§ EXERCISES
1 - Reproduce the passage from the political essay that begins with the words containing "Today’s political world" and ends with "call it genius.".
2 - Extend the essay on growing up in a political family and on Donald Trump past its final sentence.

[Start of PAGE]

I was raised in a political family. My dad was an elected official. He was appointed to two offices by then Georgia Governor Jimmy Carter. Following each appointment, our family campaigned for my father’s re-election multiple times. As a teenager on the campaign trail for my dad, I was cussed at, dog bit, and chased off of people’s front porches. In fairness, I was also embraced by sweet, little old ladies who offered me chocolate chip cookies. But overall, my front row seat to politics left me with a bad taste—that same taste you get when you throw-up in your mouth. I came to loathe the political gamesmanship required for a candidate’s survivability.
Today’s political world is no different. When it comes to Donald Trump, we can all agree on one thing: he’s polarizing. No matter what side of the political aisle you call home, you may sometimes wonder when he speaks if President Trump is serious or just using hyperbole. His antics and double-take pronouncements leave his supporters cheering and his detractors flatfooted long enough for Trump to pivot to the next surprise. Some consider it sinister; others call it genius.

[End of PAGE]
[Start of LISTING]

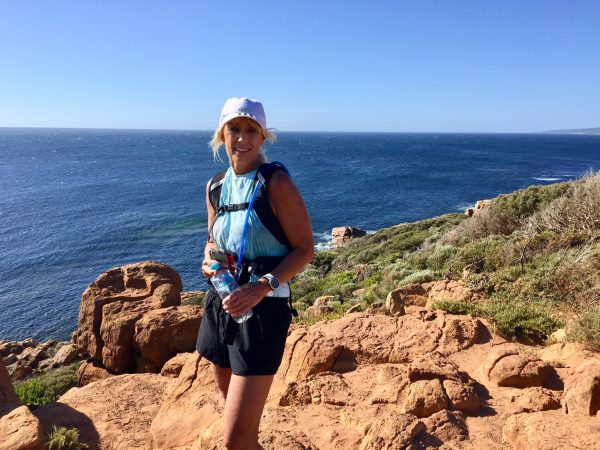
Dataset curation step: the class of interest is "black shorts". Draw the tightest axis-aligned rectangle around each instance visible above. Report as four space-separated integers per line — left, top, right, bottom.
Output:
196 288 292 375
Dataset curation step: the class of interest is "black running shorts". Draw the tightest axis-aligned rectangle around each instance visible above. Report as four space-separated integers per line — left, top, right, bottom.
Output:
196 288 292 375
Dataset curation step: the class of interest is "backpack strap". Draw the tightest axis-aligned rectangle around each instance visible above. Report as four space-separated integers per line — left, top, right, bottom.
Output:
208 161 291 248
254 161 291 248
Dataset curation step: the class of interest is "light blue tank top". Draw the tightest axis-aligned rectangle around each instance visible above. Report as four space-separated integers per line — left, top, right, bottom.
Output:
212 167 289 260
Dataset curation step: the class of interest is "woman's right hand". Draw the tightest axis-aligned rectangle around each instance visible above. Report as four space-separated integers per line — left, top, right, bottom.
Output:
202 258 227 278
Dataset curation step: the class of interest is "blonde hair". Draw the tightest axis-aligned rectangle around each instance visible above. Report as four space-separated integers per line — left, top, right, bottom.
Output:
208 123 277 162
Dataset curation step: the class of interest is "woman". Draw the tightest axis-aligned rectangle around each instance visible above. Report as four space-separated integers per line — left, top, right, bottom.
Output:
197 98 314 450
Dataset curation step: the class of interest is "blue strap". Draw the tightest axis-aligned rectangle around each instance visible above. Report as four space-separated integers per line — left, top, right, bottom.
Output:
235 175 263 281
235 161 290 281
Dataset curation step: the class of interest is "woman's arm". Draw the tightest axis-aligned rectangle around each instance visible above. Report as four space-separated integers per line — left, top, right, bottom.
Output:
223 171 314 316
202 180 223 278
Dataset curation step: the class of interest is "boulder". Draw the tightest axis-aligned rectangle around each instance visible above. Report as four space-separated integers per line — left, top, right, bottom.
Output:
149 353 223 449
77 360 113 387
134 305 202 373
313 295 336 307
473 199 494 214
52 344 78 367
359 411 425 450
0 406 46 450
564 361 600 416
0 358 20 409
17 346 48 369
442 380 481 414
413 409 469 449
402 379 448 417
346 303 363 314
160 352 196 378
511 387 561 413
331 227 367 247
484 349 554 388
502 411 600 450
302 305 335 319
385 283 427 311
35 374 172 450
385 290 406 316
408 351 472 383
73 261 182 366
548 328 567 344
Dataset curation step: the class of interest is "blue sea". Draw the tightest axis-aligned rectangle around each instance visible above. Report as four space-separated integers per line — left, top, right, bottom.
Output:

[End of LISTING]

§ RESPONSES TO THE TASKS
1 -
Today’s political world is no different. When it comes to Donald Trump, we can all agree on one thing: he’s polarizing. No matter what side of the political aisle you call home, you may sometimes wonder when he speaks if President Trump is serious or just using hyperbole. His antics and double-take pronouncements leave his supporters cheering and his detractors flatfooted long enough for Trump to pivot to the next surprise. Some consider it sinister; others call it genius.

2 -
But politics is not the point of this article. What I’m writing about is the way a political figure—the President—recently opened the door to a subject weightier than any current political challenge. Trump raised an issue that should be of interest to any person even slightly warm to a theistic worldview: How do you get to heaven?
On August 19, 2025, in an appearance on Fox and Friends, President Trump spoke about his desire to play a part in ending the war between Ukraine and Russia. He said, “I wanna end it. You know, we’re not losing American lives … we’re losing Russian and Ukrainian mostly soldiers.”
But it was his comment following that statement that created the real news. Trump said,
I wanna try and get to heaven if possible. I’m hearing I’m not doing well. I am really at the bottom of the totem pole. But if I can get to heaven, this will be one of the reasons.
Within the context of expressing his desire to help end the war between Ukraine and Russia, the President highlights another desire: he wants to go to heaven. In this hope for heaven, he also seems to suggest that he’s starting at a deficit. He’s not doing well and apparently has some distance to travel because he’s at the bottom of the totem pole.
Shawn McCreesh in the New York Times writes,
This would have been a highly unusual admission from any president, but it seemed especially out of character coming from this one. The man who is regarded as a messiah by many of his own supporters—a belief he has encouraged at every turn—says now that he knows he’s no saint.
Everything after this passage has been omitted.